- _Page text_:
+-------+
Defendant acknowledges, as set forth in Hart v. Wielt (1970), 4 Cal.App.3d 224, 84 Cal.Rptr. 220, 'It is generally established that traffic officers whose duties include investigations of automobile accidents are qualified experts and may properly testify concerning their opinions as to the various factors involved in such accidents, based upon their own observations. (Citations.)' (4 Cal.App.3d at p. 229, 84 Rptr. at p. 223. See also Davis v. Ward (1963) 219 Cal.App.2d 144, 148, 32 Cal.Rptr. 996; Evid.Code, § 801; and Witkin, Cal. Evidence (2d ed. 1966) § 418, p. 378.) She also recognizes that 'the responsibility for determining the competency and qualifications of an expert witness rests initially with the trial court. (Citations.) And on appeal the lower court's ruling will not be disturbed unless there has been an abuse of discretion.' (Crooks v. Pirrone (1964) 228 Cal.App.2d 549, 553, 39 Cal.Rptr. 622, 624. See also Hart v. Wielt, supra, 4 Cal.App.3d at p. 229, 84 Cal.Rptr. 220; and David v. Ward, supra, 219 Cal.App.2d at p. 148, 32 Cal.Rptr. 796.) She contends that the testimony that the officer saw no evidence of excessive speed gave a police stamp of approval to plaintiff's conduct and told the jury there was no evidence of wrongdoing on plaintiff's part, and that there was no ascertainable standard by which the opinion could be measured.
+-------+
- _Input material_:

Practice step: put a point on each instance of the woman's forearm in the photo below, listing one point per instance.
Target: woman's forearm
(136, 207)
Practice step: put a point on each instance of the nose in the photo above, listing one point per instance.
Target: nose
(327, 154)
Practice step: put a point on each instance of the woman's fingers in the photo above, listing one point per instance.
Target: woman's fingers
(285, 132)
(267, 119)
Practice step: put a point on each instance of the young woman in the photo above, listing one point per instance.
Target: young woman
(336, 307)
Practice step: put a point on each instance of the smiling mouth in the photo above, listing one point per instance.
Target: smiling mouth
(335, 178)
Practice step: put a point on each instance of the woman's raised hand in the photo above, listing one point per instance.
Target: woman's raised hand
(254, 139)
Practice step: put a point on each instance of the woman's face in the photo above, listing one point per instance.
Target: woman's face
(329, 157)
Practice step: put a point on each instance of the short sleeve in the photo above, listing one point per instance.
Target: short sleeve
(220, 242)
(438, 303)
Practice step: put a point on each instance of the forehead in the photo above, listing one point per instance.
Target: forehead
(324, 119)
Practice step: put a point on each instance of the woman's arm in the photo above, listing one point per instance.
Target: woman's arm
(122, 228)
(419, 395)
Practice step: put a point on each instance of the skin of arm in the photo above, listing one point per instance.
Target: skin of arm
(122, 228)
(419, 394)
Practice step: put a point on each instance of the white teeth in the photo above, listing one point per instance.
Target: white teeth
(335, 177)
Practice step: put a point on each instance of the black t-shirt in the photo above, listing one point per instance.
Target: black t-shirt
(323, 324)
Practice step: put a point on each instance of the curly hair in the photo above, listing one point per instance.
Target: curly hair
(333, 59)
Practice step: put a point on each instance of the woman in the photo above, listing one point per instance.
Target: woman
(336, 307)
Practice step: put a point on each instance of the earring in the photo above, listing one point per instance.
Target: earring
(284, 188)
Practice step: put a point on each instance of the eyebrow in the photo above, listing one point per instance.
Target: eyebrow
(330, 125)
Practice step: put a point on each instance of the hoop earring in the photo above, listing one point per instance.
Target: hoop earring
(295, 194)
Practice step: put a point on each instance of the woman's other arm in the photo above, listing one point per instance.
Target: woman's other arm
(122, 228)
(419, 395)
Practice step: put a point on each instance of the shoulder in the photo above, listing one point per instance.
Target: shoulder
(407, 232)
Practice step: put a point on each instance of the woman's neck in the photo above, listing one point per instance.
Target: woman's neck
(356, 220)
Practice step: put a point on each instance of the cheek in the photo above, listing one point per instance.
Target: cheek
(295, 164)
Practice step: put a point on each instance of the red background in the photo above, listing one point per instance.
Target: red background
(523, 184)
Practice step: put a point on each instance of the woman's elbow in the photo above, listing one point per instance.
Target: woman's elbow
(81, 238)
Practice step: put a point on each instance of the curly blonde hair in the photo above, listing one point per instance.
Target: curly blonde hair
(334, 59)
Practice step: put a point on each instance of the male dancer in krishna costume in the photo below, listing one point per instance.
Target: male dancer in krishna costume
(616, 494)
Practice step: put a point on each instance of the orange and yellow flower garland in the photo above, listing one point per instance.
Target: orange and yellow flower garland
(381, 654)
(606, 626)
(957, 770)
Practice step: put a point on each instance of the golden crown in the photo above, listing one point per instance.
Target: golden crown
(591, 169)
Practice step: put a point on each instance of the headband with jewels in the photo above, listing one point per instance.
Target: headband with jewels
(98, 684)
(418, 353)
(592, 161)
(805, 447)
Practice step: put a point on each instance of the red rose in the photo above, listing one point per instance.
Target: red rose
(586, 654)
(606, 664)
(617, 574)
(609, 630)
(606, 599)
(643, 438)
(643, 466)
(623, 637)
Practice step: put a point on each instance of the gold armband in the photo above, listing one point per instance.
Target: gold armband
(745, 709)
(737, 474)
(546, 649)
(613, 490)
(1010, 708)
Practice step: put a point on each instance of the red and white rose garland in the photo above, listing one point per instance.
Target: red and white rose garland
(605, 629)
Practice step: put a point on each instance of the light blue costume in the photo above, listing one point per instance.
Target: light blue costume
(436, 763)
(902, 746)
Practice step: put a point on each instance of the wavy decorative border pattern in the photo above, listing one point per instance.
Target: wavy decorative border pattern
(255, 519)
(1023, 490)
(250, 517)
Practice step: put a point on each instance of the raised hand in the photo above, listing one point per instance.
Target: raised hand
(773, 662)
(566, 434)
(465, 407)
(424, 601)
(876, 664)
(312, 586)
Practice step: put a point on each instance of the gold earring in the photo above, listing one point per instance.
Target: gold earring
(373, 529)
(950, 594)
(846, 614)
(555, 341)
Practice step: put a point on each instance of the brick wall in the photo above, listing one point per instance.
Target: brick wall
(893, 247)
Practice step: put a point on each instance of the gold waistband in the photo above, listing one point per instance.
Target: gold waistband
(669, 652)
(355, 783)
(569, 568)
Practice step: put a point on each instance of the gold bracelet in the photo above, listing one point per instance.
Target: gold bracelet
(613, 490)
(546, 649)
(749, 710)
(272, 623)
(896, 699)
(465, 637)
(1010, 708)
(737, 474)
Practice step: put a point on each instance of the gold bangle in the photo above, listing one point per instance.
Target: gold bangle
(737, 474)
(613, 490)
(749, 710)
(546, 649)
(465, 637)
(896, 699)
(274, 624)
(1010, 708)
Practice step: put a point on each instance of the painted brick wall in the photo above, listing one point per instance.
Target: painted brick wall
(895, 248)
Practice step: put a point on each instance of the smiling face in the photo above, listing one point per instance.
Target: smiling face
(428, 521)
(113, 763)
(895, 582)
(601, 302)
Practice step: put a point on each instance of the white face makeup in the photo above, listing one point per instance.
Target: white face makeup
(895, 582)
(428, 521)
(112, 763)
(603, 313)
+-------+
- _Problems to work on_:
(a) Return every line of the records that contains the string "dancer".
(b) Pick up the court passage on a traffic officer's expert testimony and continue it from the point where it stops.

- _Answers for the exercise_:
(a)
Practice step: put a point on each instance of the male dancer in krishna costume in the photo below, listing one point per instance.
Target: male dancer in krishna costume

(b)
A review of the officer's testimony reflects that none of defendant's objections are tenable. The jury was instructed on the issue of contributory negligence, and that the prima facie speed limit was 25 miles per hour (see fn. 1 above). The officer's testimony of what he observed or failed to observe was only one circumstance to be considered in determining the issue of contributory negligence. No error is found in permitting the question and answer now referred to by defendant.


Plaintiff produced an economist to testify concerning her accrued and prospective loss of earnings. The witness testified concerning his qualifications, the data he gathered concerning the plaintiff's employment history, and the truism that at $600 per month she would lose $7,200 per year. Plaintiff's attorney commenced what appears to be a hypothetical question. The defendant objected to any testimony from the witness on the basis that it would be of a speculative nature and the...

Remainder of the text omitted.